*Requirement*
The whole listing should be retyped word for word, apart from the pictures it holds.

━━━━━ Data to use ━━━━━

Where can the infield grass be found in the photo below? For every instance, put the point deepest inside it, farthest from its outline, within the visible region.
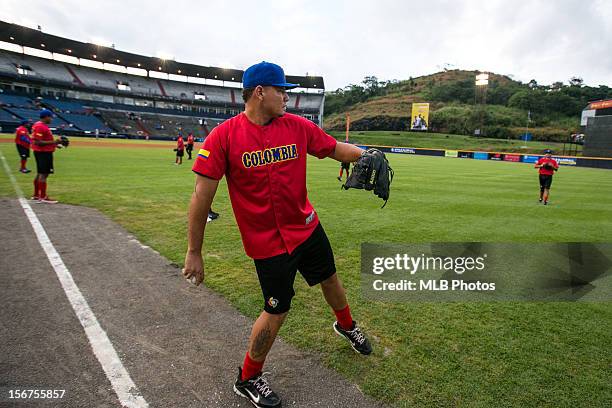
(426, 354)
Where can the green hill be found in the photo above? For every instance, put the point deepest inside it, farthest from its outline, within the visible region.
(375, 105)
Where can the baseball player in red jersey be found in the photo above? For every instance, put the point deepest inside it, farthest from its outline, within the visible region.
(262, 153)
(189, 148)
(43, 146)
(180, 150)
(546, 168)
(23, 142)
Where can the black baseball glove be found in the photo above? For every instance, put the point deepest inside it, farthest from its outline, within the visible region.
(371, 172)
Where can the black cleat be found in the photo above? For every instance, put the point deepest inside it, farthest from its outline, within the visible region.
(355, 336)
(257, 390)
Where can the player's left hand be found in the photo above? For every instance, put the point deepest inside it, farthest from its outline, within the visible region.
(194, 268)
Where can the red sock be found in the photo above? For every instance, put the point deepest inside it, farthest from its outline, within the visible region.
(345, 320)
(250, 367)
(43, 189)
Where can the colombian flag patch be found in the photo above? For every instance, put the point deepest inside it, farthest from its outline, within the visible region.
(203, 154)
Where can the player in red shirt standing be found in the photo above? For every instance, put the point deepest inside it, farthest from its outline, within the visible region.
(23, 142)
(180, 150)
(546, 168)
(262, 153)
(190, 141)
(43, 146)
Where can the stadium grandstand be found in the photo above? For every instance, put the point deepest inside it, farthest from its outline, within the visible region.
(96, 89)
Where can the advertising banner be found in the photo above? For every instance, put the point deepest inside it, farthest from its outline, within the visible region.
(530, 158)
(512, 157)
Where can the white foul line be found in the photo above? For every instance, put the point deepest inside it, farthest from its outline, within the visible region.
(100, 343)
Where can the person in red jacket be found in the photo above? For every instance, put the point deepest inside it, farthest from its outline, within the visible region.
(190, 141)
(23, 142)
(43, 146)
(262, 153)
(180, 150)
(546, 168)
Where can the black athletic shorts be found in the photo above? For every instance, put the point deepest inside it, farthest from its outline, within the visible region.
(545, 181)
(24, 152)
(313, 258)
(44, 162)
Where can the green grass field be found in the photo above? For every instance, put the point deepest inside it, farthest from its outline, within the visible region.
(446, 141)
(426, 354)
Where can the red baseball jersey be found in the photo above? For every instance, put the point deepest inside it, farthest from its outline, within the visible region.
(40, 131)
(547, 171)
(22, 137)
(265, 168)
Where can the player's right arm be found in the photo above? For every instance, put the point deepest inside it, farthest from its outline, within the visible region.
(201, 200)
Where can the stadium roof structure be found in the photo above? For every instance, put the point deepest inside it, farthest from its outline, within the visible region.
(28, 37)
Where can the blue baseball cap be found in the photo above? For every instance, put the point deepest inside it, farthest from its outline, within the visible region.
(46, 113)
(265, 74)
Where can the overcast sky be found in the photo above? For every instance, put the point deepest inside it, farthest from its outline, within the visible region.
(346, 40)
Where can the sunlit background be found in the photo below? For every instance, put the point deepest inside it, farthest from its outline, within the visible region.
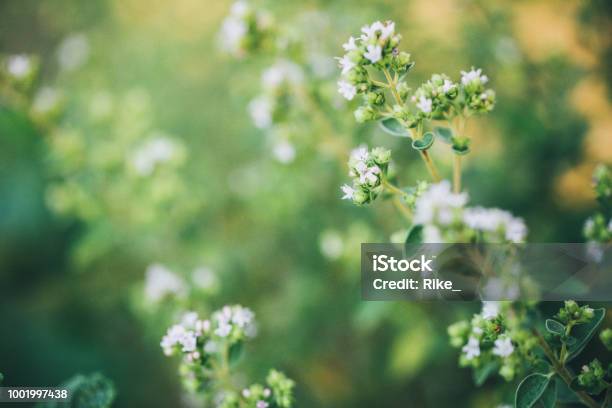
(81, 219)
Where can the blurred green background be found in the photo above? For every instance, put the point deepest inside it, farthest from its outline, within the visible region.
(277, 236)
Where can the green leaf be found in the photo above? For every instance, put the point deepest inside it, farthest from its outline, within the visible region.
(584, 332)
(530, 390)
(555, 327)
(235, 352)
(87, 391)
(394, 127)
(445, 134)
(565, 394)
(549, 397)
(482, 373)
(415, 235)
(425, 142)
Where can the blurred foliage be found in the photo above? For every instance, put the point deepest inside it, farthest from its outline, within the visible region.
(87, 391)
(276, 235)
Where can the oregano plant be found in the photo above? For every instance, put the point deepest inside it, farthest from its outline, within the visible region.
(209, 351)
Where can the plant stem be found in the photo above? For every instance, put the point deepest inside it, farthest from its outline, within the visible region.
(393, 188)
(563, 373)
(402, 208)
(430, 166)
(456, 173)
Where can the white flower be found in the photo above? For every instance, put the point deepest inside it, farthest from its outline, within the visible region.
(46, 100)
(233, 30)
(161, 282)
(472, 76)
(347, 89)
(424, 104)
(503, 347)
(330, 243)
(348, 191)
(178, 335)
(490, 310)
(73, 52)
(374, 53)
(19, 65)
(284, 151)
(281, 72)
(188, 341)
(204, 278)
(242, 316)
(260, 110)
(370, 176)
(346, 64)
(189, 319)
(472, 348)
(359, 154)
(448, 86)
(350, 45)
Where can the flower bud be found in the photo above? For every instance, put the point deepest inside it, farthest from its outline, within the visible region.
(381, 155)
(365, 113)
(360, 197)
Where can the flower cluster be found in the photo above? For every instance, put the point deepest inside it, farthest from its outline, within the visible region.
(434, 98)
(245, 30)
(593, 378)
(368, 168)
(476, 97)
(445, 218)
(490, 339)
(376, 52)
(606, 338)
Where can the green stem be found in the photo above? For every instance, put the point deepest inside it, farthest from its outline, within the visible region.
(562, 372)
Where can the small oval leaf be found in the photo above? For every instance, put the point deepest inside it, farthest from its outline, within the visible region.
(554, 327)
(393, 127)
(445, 134)
(425, 142)
(530, 390)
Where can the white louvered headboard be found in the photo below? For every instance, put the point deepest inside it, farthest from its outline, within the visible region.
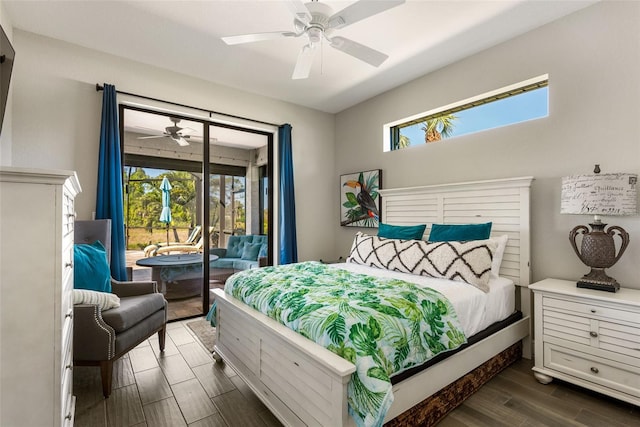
(504, 202)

━━━━━

*Exercise response*
Where can the infield grass be found in the photo below? For every instance, put the point deepest inside it, farthest from its outline, within the visible region.
(426, 354)
Where can the green hill be found in the photo above? For every instance, put the point deepest inside it, farthest from its outline, within the visible region.
(375, 105)
Where can the baseball player in red jersey be found in the photo above? For every instance, put the point deepest inside it, farthest from its outline, within the visible region.
(262, 153)
(189, 148)
(43, 146)
(180, 150)
(546, 168)
(23, 142)
Where can the black baseball glove be found in the photo above? For every instance, put the point deepest inside it, farthest from its outline, within the visible region.
(371, 172)
Where can the black cleat be found in the photo above? For every instance, put the point deepest inside it, farthest from its outline, within the visible region.
(355, 336)
(257, 390)
Where can the player's left hand be found in the photo above? For every instance, put the point deepest inside it, farthest from its outline, within the visible region.
(194, 268)
Where can the red sock be found in the photo above? For every instance, put the point deepest inside it, farthest from its outline, within the visible region.
(345, 320)
(250, 367)
(43, 189)
Where can the colombian flag patch be found in the photo above? For every instance, put the point deepest inside it, farthest from its outline, within the visible region.
(203, 154)
Where can the player in red shirt standing be found in the photo above? For every instance, put the point deepest inside it, farthest from its outline, within the visible region.
(23, 142)
(180, 150)
(546, 168)
(262, 153)
(190, 141)
(43, 146)
Where can the stadium grandstand be found in the photo above? For every instance, put the point deepest inside it, farthest from its outline, within the visible region.
(96, 89)
Where can the advertising banner be found in the photo above? For every instance, put the point deepest inside it, farthest from its outline, within the visible region.
(530, 158)
(512, 157)
Where can the white foul line be found in the photo above? For every instance, put the point deepest inside it, farthest from its outline, within the visible region.
(100, 343)
Where can the person in red jacket be found in the photo above? For every instance, put the point deepest inside it, farthest from its outline, within the visible region.
(190, 141)
(23, 142)
(43, 146)
(262, 153)
(180, 150)
(546, 168)
Where can the black athletic shorts be found in the photo above? For every instance, put the point deepest inside it, farthest from its outline, within the visible region.
(545, 181)
(24, 152)
(313, 258)
(44, 162)
Where can the green grass field be found in the photo above? For every instance, put the point deepest inside it, farthest from its outline, within the visible region.
(446, 141)
(426, 354)
Where can the red baseball jersey be found in the photo above? For every instance, put the point deepest inside it, farthest from its outline, within the visible region.
(40, 131)
(547, 171)
(22, 137)
(265, 168)
Where can the player's right arm be found in the photo above? For every instance, put the point deepest inside it, farthest from its outline, within the visible region.
(201, 200)
Where can the stadium roof structure be found in the photo above? For every instance, put the point deepest inside it, farthest from its outline, within the visible region.
(28, 37)
Where can the blue baseball cap be found in the photo above? For every instance, put the point deepest inside it, farthest from its outline, within the visible region.
(46, 113)
(265, 74)
Where can the overcast sky be found in the photo above? For every instance, put the point deepest inside it, farthest from its outline, within the visible region.
(346, 40)
Where can the sunlit background be found in the photo below? For every instance, put the point deepest inside it, farthest from its outline, within the visible region.
(81, 219)
Where can the blurred green background be found in the photo above? For every instance, put the point deepest inside it, farthest from its outline, within the visible region.
(277, 236)
Where can the green leaf be found in the photo above? For every instance, put the point deepest inside it, farthest from its outline, within the visible region.
(584, 332)
(530, 390)
(555, 327)
(235, 352)
(87, 391)
(394, 127)
(445, 134)
(565, 394)
(549, 397)
(482, 373)
(415, 235)
(425, 142)
Where can the blurred foliage be found in the photo above? For every instance, put the point deepest inside it, farthest from its outline, within the visible region.
(87, 391)
(276, 235)
Where can the oregano plant be found in the photo above? For every instance, put the point deepest inside it, farthest from its outline, within the visible region.
(209, 351)
Where can the plant stem be found in the photo above? For every instance, put the point deepest inside it, farthest from its outline, within the visible region.
(393, 188)
(563, 373)
(402, 208)
(430, 166)
(456, 173)
Where can the white flower be found in the photo above? For every instance, put the point deepest inside it, farthest from its outline, within the visible region.
(46, 100)
(233, 30)
(161, 282)
(472, 76)
(347, 89)
(424, 104)
(503, 347)
(330, 243)
(348, 191)
(178, 335)
(490, 310)
(73, 52)
(374, 53)
(19, 65)
(284, 151)
(281, 72)
(188, 341)
(204, 278)
(242, 316)
(260, 110)
(370, 176)
(346, 64)
(189, 319)
(472, 348)
(359, 154)
(448, 86)
(350, 45)
Where can the flower bud be found in the photo above? For every instance, put the point deepest inside it, farthest from its outline, within the visible region.
(381, 155)
(365, 113)
(360, 197)
Where can the flower cluster be found in the photo above? For every instance, put the point deepest inside it, farthest from its outline, within the visible region.
(434, 98)
(245, 30)
(593, 378)
(368, 168)
(476, 97)
(445, 218)
(490, 339)
(376, 52)
(606, 338)
Where can the green stem be found in the photo above? For every instance, put the point deepest inside it, farthest from its outline, within the visible region.
(562, 372)
Where can the small oval leaf be found in the photo above? For every instance, put the point deepest inside it, farthest from its outline, within the visible region.
(554, 327)
(393, 127)
(445, 134)
(425, 142)
(530, 390)
Where can the white louvered headboard be found in the photo below? For every instance, put the point deepest inside it, farthest from its outline, within the visible region.
(504, 202)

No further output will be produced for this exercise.